Segment Start: Extracted text

L: One thing that has been on my mind lately, with regards to being transgender, is how much they try to define you based on one facet of who you are. I mean, yes I am transgender, but that's not all that I am. Instantly, people ask, "Why aren't you like this or that, why don't you like this lacy dress?" Single facets of people are not the whole picture, so I would like to see that more acknowledged.
K: Am I the only one of your female friends who wants to help you look more girlish?
L: One other, but you are better at it. You're much more girlish than her, she is one of those "more like a guy" in interests people.
K: When I was doing your hair I was hoping that you had someone better at it than me helping you. I felt like I was making you in my own image and I am no L. Ron Hubbard playing god here—I don't know how to help you be the girl version of you, I only know how to make you the girl version of me.
L: You can support me, that's good enough. And you have.
K: Do you have any questions for me, like what it's like to have a vagina? [Here I claimed not to get distracted by my vagina but then went on talking about vaginas for another paragraph.]
L: Do you know how to hide really dark hair when you have really pale skin?

Segment End: Extracted text
Segment Start: Excerpted records

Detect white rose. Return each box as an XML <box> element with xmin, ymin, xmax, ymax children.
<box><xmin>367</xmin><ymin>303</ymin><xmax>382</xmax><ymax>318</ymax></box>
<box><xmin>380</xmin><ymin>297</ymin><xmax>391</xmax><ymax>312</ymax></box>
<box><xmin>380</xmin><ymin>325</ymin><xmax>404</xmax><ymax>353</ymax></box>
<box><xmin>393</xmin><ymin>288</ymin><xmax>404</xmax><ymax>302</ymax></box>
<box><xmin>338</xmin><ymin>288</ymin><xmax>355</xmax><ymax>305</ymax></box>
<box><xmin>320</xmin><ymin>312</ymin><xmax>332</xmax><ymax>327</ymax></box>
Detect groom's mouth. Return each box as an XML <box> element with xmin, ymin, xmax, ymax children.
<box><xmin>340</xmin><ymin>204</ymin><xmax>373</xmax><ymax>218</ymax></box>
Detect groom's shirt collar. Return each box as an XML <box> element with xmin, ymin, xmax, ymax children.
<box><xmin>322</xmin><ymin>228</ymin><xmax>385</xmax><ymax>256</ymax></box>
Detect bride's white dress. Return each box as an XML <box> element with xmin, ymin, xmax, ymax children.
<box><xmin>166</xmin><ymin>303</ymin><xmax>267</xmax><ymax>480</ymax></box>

Segment End: Excerpted records

Brief A.
Answer these questions about the conversation on being transgender:
(i) What kind of dress does L say people ask about?
(ii) Besides K, how many of L's female friends want to help L look more girlish?
(iii) Whom does K name when saying she is not playing god?
Brief B. Can you carry the conversation on being transgender forward from its final line?

Response area A.
(i) A lacy dress.
(ii) One.
(iii) L. Ron Hubbard.

Response area B.
K: No, it's a problem. I get random chin hair or moles and I get embarrassed. I don't know how to hide it. I just try not to have sex with people who would care. I also recently gave up shaving my legs because I was doing it to meet some beauty standard that men don't have to meet, so I said forget it. If somebody can't be bothered to love me with hairy legs, it's not even worth it.
L: I actually, when shaving my legs, have trouble with the back of ankles/Achilles tendon. Dry skin makes it skip.
K: It depends on where in the leg and how your bones meet your skin. I know a lot of women apply moisturizer out of the shower as the shower takes moisture out of your skin. Before and after for a better shave. I actually have the most trouble with a fresh razor. Most advice people will give you says the opposite is true, that you will cut yourself more with a dull razor. Your beauty regime has to be custom tailored to your needs, I guess. The flexible re-usable razors are generally better.
K: What did you look up when you first realized you were transgender?
L: I looked at clothing, local treatment options, surgeries, breast forms. I didn't know much before then about how a bra is sized and how things are cut and worn.
K: What are breast forms?
L: They are like prosthetic breasts. There are many options for filling out a bra. You can have a realistic bust for about $80.
K: That's affordable. You could get those.
L: Well, I could ask for them. But I need a straightening iron for Christmas already.
K: I would rather have tits between the two.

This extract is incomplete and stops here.